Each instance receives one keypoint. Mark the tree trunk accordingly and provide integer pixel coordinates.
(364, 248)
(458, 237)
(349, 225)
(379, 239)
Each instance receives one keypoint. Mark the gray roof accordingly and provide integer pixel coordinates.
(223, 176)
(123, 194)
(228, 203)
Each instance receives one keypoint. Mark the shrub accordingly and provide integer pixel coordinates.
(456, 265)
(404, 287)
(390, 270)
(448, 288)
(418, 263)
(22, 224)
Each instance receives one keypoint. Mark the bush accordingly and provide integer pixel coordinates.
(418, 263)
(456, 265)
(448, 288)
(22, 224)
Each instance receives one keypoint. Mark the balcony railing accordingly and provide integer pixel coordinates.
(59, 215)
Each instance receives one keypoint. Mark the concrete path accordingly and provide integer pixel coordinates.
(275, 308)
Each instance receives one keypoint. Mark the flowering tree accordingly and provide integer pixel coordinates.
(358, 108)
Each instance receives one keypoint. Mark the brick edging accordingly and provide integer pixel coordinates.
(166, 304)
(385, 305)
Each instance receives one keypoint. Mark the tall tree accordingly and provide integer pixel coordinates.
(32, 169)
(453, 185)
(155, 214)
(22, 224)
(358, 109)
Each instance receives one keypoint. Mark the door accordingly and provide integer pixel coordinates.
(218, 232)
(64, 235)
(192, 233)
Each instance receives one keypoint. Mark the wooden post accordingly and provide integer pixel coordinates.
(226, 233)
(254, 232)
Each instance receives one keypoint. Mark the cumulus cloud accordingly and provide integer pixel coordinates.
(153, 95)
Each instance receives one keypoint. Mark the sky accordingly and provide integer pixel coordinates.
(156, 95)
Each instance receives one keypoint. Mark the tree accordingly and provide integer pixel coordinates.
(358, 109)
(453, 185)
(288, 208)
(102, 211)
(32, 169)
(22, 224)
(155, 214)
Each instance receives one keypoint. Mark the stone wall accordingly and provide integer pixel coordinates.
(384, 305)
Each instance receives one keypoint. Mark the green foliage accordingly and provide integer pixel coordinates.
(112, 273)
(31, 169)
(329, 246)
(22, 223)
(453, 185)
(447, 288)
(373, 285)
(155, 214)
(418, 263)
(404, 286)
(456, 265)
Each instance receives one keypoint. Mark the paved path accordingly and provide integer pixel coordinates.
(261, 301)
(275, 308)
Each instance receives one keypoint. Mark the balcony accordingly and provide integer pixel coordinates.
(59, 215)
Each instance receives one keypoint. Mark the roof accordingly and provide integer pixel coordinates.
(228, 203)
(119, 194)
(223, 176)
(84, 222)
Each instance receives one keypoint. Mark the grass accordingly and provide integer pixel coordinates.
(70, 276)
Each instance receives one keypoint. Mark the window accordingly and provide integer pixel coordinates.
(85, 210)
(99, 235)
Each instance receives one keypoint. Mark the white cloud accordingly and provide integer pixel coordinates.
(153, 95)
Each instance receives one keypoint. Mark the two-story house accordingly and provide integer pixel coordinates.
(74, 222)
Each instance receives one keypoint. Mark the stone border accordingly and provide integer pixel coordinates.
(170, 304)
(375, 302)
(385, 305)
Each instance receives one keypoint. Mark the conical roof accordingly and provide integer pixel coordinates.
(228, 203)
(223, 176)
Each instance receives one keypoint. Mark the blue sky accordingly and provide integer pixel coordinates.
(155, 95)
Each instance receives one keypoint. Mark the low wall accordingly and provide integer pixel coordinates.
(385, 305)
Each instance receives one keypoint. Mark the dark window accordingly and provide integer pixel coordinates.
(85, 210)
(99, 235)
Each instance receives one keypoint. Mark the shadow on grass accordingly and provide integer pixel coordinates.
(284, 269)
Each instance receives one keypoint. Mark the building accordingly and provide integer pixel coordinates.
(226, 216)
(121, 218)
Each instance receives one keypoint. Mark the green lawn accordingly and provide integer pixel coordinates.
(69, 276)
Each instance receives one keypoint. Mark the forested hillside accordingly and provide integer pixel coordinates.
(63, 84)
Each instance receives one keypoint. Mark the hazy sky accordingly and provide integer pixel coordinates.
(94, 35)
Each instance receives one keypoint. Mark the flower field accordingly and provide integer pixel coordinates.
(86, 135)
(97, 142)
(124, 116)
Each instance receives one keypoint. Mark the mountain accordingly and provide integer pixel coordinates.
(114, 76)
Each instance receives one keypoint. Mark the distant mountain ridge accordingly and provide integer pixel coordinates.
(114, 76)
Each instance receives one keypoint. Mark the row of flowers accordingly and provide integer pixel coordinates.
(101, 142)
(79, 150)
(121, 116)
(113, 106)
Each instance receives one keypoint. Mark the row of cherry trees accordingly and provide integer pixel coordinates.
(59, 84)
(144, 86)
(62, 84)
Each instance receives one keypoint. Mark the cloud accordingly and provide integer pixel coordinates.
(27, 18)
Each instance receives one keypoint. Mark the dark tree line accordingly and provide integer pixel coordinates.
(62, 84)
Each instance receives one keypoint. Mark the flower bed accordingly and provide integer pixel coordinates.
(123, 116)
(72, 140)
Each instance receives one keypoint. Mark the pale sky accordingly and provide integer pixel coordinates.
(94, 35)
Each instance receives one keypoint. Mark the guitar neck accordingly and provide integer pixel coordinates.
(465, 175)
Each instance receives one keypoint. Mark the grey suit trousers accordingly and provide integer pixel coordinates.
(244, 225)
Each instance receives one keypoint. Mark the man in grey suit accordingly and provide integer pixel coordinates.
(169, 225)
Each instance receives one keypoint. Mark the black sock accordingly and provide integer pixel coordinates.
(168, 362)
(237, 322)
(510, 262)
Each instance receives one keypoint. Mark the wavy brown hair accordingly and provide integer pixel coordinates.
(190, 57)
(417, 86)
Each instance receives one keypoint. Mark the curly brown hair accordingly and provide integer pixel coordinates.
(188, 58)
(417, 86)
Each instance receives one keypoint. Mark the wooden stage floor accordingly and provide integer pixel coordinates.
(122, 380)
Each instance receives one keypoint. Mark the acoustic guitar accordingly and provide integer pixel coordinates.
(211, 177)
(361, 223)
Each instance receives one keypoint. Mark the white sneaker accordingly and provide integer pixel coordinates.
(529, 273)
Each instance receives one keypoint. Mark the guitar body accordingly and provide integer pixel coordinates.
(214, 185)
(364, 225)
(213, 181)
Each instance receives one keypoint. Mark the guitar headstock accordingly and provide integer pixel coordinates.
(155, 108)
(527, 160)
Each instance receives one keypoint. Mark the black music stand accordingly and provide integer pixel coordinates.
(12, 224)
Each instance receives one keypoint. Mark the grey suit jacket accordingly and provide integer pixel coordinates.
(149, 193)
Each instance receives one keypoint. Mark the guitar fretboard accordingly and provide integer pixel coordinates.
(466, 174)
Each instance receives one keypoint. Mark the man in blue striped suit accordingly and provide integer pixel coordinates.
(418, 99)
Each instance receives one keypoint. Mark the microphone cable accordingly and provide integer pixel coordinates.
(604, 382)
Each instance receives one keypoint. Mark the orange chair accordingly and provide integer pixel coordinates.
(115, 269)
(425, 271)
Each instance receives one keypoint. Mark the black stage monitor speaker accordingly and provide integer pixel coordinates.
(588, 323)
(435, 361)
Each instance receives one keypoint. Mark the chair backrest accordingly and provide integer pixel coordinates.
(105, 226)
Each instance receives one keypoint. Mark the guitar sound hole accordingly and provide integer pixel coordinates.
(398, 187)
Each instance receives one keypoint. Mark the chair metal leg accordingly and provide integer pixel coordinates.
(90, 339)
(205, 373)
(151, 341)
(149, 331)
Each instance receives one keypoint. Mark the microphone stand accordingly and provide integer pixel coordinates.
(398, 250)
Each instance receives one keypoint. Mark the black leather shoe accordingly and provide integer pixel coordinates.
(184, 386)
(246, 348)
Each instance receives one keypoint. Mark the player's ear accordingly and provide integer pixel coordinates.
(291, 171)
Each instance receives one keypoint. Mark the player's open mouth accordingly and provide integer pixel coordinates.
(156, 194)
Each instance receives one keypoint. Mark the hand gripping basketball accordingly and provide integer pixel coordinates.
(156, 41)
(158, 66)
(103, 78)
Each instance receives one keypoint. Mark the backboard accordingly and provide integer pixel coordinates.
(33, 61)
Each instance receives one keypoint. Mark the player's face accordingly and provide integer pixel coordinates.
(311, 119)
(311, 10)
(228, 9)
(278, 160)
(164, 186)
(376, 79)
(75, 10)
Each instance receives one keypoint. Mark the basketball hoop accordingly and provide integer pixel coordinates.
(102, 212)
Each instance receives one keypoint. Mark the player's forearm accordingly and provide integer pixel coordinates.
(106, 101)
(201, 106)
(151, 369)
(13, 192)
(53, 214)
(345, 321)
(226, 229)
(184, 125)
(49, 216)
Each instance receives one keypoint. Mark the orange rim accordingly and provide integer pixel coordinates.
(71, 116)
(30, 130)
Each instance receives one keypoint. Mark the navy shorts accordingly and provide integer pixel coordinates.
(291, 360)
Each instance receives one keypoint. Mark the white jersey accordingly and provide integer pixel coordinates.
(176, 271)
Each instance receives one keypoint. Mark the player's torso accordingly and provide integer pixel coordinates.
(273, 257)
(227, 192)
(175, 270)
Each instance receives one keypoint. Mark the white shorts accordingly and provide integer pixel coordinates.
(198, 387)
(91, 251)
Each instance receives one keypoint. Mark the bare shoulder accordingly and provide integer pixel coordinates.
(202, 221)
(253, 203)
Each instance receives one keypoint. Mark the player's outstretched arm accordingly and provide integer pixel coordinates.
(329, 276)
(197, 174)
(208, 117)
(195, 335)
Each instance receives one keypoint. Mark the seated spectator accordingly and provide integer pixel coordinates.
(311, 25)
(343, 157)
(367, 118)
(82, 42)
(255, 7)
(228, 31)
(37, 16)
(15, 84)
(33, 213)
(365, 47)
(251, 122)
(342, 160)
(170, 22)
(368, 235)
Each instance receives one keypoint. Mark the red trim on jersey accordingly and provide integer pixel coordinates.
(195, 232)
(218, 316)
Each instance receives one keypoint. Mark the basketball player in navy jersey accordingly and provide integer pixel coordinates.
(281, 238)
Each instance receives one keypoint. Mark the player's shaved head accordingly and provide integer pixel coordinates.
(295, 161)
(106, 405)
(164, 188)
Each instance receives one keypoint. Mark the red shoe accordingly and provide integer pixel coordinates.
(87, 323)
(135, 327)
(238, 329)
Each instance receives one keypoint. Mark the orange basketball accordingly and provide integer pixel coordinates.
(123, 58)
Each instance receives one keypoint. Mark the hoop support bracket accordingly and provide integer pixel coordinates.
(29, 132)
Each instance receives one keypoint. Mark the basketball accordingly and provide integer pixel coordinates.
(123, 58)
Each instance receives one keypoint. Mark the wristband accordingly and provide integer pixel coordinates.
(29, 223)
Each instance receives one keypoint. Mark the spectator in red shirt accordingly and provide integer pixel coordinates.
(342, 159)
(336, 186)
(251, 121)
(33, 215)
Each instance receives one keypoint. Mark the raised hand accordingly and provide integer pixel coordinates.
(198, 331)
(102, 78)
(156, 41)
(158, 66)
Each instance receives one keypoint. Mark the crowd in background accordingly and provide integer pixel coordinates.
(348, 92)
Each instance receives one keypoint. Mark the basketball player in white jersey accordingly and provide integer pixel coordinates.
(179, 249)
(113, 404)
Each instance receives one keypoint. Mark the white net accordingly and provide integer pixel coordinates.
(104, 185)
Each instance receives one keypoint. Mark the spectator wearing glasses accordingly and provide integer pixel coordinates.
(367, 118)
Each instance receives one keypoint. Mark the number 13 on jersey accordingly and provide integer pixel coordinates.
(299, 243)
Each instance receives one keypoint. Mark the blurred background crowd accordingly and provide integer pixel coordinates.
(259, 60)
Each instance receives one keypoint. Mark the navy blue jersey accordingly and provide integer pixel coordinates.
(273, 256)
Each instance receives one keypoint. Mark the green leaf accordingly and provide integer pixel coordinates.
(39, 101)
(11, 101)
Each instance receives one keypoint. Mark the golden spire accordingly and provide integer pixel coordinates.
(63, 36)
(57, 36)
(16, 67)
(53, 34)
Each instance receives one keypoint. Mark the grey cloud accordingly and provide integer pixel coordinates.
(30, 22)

◆ **Action item**
Write out word for word only the lines from the one with "Each instance receives one keypoint. Mark the grey cloud" to the end of the material, both ends included.

◆ **Your solution**
Each instance receives one keypoint. Mark the grey cloud accordingly and provide integer pixel coordinates.
(30, 22)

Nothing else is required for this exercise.